**TAREA**
Según el texto extraído, ¿entre qué personas es posible el contrato?

El descubrimiento de esta terra
incógnita donde el otro deja de
amenazar, a la manera de arrecifes y escollos, supone recurrir a la retórica
del contrato. La buena distancia se realiza recurriendo al lenguaje, a los
signos, a la palabra, a los sentidos intercambiados por dos actores lúcidos,
informados y decididos a hacer coincidir sus actos y sus declaraciones. No tomo
en consideración a los incapaces de decidir desde una perspectiva común, a los
que dicen una cosa y hacen la contraria, a los que hablan recto pero actúan
torcidamente; rechazo a los que habitan en un corte, en una locura, en un
malestar, en una rotura, en una fisura que disuelven la sana intersubjetividad;
excluyo a los astutos, a los hipócritas, a los mentirosos, a los mitómanos, a
los histéricos; dejo de lado a los enfermos, a los indigentes, a los retrasados
de la ética; paso de largo delante de los especialistas del doble lenguaje, del
juego adulterado, de la duplicidad mental; rechazo lo que los juristas
denominan el delincuente relacional -y todos aquellos de los que Diógenes de
Enanda subraya su incapacidad fundamental y visceral para contratar.
Así pues, no hay contrato posible más que entre personas de
lealtad y de capacidades éticas parecidas. Habida cuenta de que esta forma
moral, heredada del mundo político y jurídico primitivo helénico, aspira a la
realización del placer y a la prevención del displacer, es necesario que los
dos contratantes sepan a qué se comprometen para producir el júbilo de los dos y
para descartar todas las ocasiones penosas. En materia de intersubjetividad sexuada,
el contrato aspira a las modalidades de la relación que se propone gozar y
hacer gozar, sin que aparezca ningún dolor ni para uno ni para el otro. Nadie
está obligado a concertar un pacto, pero cualquiera que lo haya suscrito debe
imperativamente mantener su palabra.
Podemos contratar para el matrimonio, para tener hijos, familia, para
la monogamia, la fidelidad, la mutua asistencia, la exclusividad sexual, la
relación duradera, pero también podemos hacerlo para la independencia, la
autonomía, la libertad, la soltería, la soberanía, el tiempo limitado y
contenido en formas convenidas. En el momento de los compromisos esenciales, cada
cual dispone libremente de los medios
para elegir entre la absorción comunitaria o el júbilo individualista. Nadie puede
argüir obligaciones invencibles, presiones inevitables o coerciones
ineluctables en el momento en que abandonamos la sujeción familiar de los
adolescentes o de las personas jóvenes para comprometernos en una existencia
independiente. Pero cuando se ha optado, querido, manifestado una voluntad deliberada,
el contrato obliga.

**INFORMACIÓN PROPORCIONADA**
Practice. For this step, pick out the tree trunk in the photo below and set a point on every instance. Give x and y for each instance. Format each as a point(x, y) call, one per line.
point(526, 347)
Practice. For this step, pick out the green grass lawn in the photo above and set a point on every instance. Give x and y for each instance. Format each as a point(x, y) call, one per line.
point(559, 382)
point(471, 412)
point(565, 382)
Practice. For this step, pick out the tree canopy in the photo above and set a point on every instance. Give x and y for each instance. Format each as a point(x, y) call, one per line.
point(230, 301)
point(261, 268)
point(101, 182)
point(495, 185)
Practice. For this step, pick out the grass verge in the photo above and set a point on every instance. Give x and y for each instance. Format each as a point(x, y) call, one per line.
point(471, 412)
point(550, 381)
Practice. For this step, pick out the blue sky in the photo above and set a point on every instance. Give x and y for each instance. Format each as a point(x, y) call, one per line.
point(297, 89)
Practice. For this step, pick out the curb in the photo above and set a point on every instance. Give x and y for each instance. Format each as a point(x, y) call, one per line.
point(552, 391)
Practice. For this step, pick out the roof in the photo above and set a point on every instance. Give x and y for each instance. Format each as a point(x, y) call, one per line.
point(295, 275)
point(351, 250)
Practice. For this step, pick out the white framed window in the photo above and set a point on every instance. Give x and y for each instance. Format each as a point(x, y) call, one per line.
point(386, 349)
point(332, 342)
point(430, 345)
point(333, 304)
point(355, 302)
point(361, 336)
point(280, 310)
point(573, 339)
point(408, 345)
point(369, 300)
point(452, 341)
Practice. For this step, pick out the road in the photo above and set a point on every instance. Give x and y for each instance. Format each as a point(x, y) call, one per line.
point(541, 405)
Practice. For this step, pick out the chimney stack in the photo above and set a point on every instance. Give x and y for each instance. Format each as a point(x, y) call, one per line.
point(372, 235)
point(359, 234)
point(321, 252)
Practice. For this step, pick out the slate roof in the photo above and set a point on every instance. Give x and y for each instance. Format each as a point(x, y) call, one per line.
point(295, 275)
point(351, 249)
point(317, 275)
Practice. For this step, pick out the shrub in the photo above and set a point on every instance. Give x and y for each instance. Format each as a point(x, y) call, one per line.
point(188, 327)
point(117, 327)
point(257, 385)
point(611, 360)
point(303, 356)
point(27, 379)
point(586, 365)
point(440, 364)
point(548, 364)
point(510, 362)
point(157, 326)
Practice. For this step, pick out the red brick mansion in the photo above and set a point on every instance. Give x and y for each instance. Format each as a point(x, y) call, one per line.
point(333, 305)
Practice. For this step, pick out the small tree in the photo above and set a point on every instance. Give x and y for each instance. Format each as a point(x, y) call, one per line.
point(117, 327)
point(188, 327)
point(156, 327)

**RESPUESTA**
Solo entre personas de lealtad y de capacidades éticas parecidas.